QUOTED TEXT>
^^^^

The Oyo State government has commenced the process of allowing private organisations to partly or fully take over ownership of government primary and secondary schools.
In an announcement signed by the Permanent Secretary of the Ministry of Education on Wednesday, the state requested expression of interest in the “public/private partnership and ownership of schools in its bid to develop human capital founded on quality education in the state”.
Giving further details, Mr. Ajimobi’s media adviser, Yomi Layinka, said the government was responding to the “yearnings” of missionaries, like Methodist, Anglican Ansar-ul-Deen, which previously owned some of the schools, as well as old students’ associations to participate in the running of the schools.
However, a member of Oyo State House of Assembly, Muideen Olagunju, who belongs to the opposition party, Accord, said, “the response of Mr. Layinka is tainted with insincerity. The advert says it all”.
According to the advert, applications should be accompanied by memoranda or expression of interest; evidence of previous experience in school administration; and evidence of financial and management capability to operate the school(s) successfully.
Mr. Olagunju suggested that requirements for applications by “interested stakeholders” run suitably with what can only be asked from private business organizations, possibly ones with interest in school management, but not missionaries or old students’ associations as claimed by Mr. Layinka.
Mr. Layinka added that, “The Governor has always expressed the readiness to return schools to missionaries.”

^^^^

GIVEN DATA>
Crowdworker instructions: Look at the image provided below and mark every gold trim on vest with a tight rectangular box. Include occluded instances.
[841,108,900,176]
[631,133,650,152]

^^^^

GIVEN REQUEST 1> Reproduce the passage of the article on Oyo State schools starting with "According to the" and going on through "by Mr. Layinka.".
GIVEN REQUEST 2> Recast the paragraph of the article on Oyo State schools that begins "According to the advert" as a brief list that keeps its main facts.
The data was drawn from a separate source unrelated to the article on Oyo State schools.

TASK ANSWER 1>
According to the advert, applications should be accompanied by memoranda or expression of interest; evidence of previous experience in school administration; and evidence of financial and management capability to operate the school(s) successfully.
Mr. Olagunju suggested that requirements for applications by “interested stakeholders” run suitably with what can only be asked from private business organizations, possibly ones with interest in school management, but not missionaries or old students’ associations as claimed by Mr. Layinka.

TASK ANSWER 2>
Per the advert, applications must include:
- memoranda or an expression of interest
- evidence of previous experience in school administration
- evidence of financial and management capability to operate the school(s) successfully